## What needs to be done
The entries that follow should come back exactly, with no pictures among them.
(Data shown Opens)
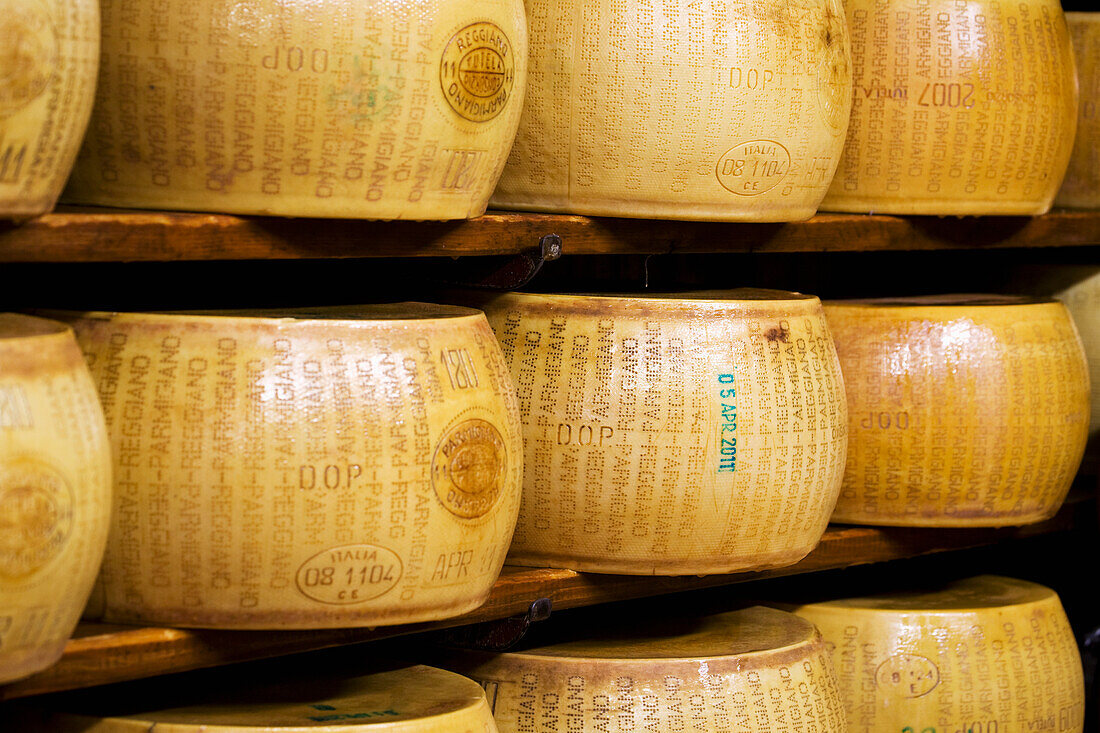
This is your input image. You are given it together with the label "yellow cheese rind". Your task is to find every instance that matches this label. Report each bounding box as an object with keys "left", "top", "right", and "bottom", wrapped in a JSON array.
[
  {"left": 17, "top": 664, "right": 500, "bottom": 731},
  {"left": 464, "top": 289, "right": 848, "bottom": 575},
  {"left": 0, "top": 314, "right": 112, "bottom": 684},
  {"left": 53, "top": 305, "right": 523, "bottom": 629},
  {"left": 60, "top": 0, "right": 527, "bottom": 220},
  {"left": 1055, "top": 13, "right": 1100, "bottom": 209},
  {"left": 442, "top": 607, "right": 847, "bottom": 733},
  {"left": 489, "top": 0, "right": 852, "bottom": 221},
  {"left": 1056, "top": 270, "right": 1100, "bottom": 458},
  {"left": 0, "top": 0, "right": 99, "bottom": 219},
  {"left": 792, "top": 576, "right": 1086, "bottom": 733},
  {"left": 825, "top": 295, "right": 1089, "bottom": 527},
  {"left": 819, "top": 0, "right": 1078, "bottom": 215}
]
(Data shown Closes)
## Solution below
This is your input image. You are given it together with the label "yellow cheese rind". Your task is to find every instance that matches this label. Report each bounding box as an object with keys "left", "top", "right", and "bottom", wrapped in a JSON array.
[
  {"left": 17, "top": 664, "right": 500, "bottom": 731},
  {"left": 464, "top": 289, "right": 848, "bottom": 575},
  {"left": 0, "top": 314, "right": 112, "bottom": 684},
  {"left": 53, "top": 305, "right": 523, "bottom": 629},
  {"left": 60, "top": 0, "right": 527, "bottom": 220},
  {"left": 1055, "top": 13, "right": 1100, "bottom": 209},
  {"left": 442, "top": 607, "right": 847, "bottom": 733},
  {"left": 489, "top": 0, "right": 852, "bottom": 221},
  {"left": 1056, "top": 270, "right": 1100, "bottom": 458},
  {"left": 0, "top": 0, "right": 99, "bottom": 219},
  {"left": 792, "top": 576, "right": 1086, "bottom": 733},
  {"left": 825, "top": 295, "right": 1089, "bottom": 527},
  {"left": 819, "top": 0, "right": 1078, "bottom": 215}
]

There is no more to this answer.